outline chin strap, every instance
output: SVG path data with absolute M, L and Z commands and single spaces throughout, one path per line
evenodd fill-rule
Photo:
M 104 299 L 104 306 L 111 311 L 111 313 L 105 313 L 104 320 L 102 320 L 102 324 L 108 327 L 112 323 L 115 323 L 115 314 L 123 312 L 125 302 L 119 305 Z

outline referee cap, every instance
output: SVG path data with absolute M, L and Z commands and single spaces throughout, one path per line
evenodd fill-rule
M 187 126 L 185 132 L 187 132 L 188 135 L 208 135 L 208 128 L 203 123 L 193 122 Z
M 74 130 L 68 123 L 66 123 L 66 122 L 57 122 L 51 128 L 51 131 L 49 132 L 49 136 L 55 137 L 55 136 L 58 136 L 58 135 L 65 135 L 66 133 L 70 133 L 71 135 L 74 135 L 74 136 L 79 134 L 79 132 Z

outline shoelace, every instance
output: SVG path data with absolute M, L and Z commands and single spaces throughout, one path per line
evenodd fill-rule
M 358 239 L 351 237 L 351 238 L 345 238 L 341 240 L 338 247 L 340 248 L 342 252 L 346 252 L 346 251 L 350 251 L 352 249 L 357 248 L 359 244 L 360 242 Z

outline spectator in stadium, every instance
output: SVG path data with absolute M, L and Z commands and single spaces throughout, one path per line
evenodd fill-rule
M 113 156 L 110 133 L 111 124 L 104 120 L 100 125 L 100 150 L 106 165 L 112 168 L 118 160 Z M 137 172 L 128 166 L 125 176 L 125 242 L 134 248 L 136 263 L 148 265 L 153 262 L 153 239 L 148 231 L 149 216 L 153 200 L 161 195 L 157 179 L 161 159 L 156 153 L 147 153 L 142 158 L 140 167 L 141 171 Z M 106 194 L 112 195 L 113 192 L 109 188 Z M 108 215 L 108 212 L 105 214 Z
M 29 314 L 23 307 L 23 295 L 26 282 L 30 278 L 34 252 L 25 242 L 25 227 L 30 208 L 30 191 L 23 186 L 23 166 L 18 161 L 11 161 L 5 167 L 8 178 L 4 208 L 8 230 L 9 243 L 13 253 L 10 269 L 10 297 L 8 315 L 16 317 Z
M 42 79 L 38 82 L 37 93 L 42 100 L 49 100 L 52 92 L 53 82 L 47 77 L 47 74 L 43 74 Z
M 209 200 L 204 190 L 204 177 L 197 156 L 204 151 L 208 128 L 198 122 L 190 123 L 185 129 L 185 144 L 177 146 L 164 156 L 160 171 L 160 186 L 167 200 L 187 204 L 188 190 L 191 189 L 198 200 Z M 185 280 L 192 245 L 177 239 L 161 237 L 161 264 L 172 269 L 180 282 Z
####################
PROBLEM STATEMENT:
Please copy every line of the material exactly.

TASK ANSWER:
outline chin strap, every instance
output: SVG path data with absolute M, L and Z commands and single spaces throughout, one path per line
evenodd fill-rule
Photo:
M 104 299 L 104 306 L 111 311 L 111 313 L 105 313 L 104 320 L 102 320 L 102 324 L 108 327 L 112 323 L 115 323 L 115 314 L 123 312 L 125 302 L 119 305 Z

outline referee cap, every instance
output: SVG path data with absolute M, L and Z commands and single spaces throughout, one path per line
evenodd fill-rule
M 187 126 L 185 132 L 187 132 L 188 135 L 208 135 L 208 128 L 203 123 L 193 122 Z
M 74 130 L 68 123 L 66 123 L 66 122 L 57 122 L 51 128 L 51 131 L 49 132 L 49 136 L 55 137 L 55 136 L 58 136 L 58 135 L 65 135 L 66 133 L 70 133 L 71 135 L 74 135 L 74 136 L 79 134 L 79 132 Z

outline shoelace, every instance
output: SVG path data with absolute M, L and Z commands and single spaces throughout, one path per line
evenodd fill-rule
M 358 239 L 351 237 L 351 238 L 345 238 L 341 240 L 338 247 L 340 248 L 342 252 L 346 252 L 346 251 L 350 251 L 352 249 L 357 248 L 359 244 L 360 242 Z

outline spectator in stadium, every instance
output: SVG path data with absolute M, L and Z commands and single spaces throughout, one path per line
evenodd fill-rule
M 113 156 L 110 133 L 111 124 L 104 120 L 100 125 L 100 150 L 106 165 L 112 168 L 118 160 Z M 137 172 L 128 166 L 125 176 L 125 242 L 134 248 L 136 263 L 148 265 L 153 262 L 153 239 L 148 231 L 149 216 L 153 200 L 161 195 L 157 179 L 161 159 L 156 153 L 147 153 L 142 158 L 140 167 L 141 171 Z M 106 194 L 112 195 L 113 192 L 109 188 Z M 108 215 L 108 212 L 105 214 Z
M 29 314 L 23 307 L 23 295 L 26 282 L 30 278 L 34 252 L 25 242 L 25 227 L 30 208 L 30 191 L 23 186 L 23 166 L 18 161 L 11 161 L 5 167 L 8 178 L 4 208 L 8 230 L 9 243 L 13 253 L 10 269 L 10 297 L 8 315 L 16 317 Z
M 42 79 L 38 82 L 37 93 L 42 100 L 49 100 L 52 92 L 53 82 L 47 77 L 47 74 L 43 74 Z
M 209 200 L 204 190 L 204 177 L 197 156 L 204 151 L 208 128 L 198 122 L 190 123 L 185 129 L 185 144 L 177 146 L 164 156 L 160 171 L 160 186 L 167 200 L 187 204 L 188 190 L 191 189 L 198 200 Z M 185 280 L 192 245 L 177 239 L 161 237 L 161 264 L 172 269 L 180 282 Z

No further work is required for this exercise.